[Saved entries]
----------

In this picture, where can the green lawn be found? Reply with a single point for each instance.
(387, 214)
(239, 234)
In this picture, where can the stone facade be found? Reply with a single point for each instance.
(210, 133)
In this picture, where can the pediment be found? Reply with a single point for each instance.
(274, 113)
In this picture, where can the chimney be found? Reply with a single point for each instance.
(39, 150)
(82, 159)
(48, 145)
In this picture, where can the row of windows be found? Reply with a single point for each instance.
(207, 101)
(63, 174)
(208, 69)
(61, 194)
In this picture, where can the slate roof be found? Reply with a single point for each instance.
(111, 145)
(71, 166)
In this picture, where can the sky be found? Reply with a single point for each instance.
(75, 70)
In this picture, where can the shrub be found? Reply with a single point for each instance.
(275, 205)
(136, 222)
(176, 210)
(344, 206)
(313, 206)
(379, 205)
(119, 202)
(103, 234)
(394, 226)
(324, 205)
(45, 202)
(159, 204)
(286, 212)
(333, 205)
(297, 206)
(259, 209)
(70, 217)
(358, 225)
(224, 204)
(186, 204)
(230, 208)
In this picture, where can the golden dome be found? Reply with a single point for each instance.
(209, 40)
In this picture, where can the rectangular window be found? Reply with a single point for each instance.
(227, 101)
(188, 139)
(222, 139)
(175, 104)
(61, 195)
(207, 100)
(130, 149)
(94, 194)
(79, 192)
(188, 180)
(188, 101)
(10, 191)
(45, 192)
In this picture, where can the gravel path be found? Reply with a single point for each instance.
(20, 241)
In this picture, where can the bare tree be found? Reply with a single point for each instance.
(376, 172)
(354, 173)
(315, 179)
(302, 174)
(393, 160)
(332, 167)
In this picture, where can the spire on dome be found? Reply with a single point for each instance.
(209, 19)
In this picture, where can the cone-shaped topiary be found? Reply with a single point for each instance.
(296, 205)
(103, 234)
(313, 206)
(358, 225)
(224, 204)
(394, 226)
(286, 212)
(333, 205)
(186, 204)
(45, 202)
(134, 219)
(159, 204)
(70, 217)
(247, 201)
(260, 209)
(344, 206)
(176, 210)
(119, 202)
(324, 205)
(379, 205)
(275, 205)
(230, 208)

----------

_Exercise task_: Everything from the line with "In this picture, where can the golden" to the end of the listing above needs to be duplicated exactly, both end lines included, with nothing more.

_Response_:
In this picture, where can the golden dome be found? Reply with a single point for each instance.
(209, 40)
In this picture, where can the rectangular window be found? Reply with a single point for each instance.
(227, 101)
(188, 139)
(222, 139)
(175, 104)
(61, 195)
(207, 100)
(130, 149)
(94, 194)
(79, 192)
(188, 180)
(188, 101)
(10, 191)
(45, 192)
In this picture, where can the gravel path be found? Reply with a single point for each instance.
(20, 241)
In this picture, where can the bare tree be found? Reply with a single point for each instance.
(376, 172)
(354, 173)
(315, 179)
(302, 174)
(393, 160)
(332, 167)
In this picture, where can the spire on dome be found? Reply with a single point for each instance.
(209, 19)
In this picture, where can the cone-shaped topiary be found? Reply with a single point for each instance.
(296, 205)
(103, 234)
(313, 206)
(358, 225)
(224, 204)
(394, 226)
(286, 212)
(333, 205)
(186, 204)
(45, 202)
(134, 219)
(159, 204)
(70, 217)
(247, 201)
(260, 209)
(344, 206)
(176, 210)
(119, 202)
(324, 205)
(379, 205)
(275, 205)
(230, 208)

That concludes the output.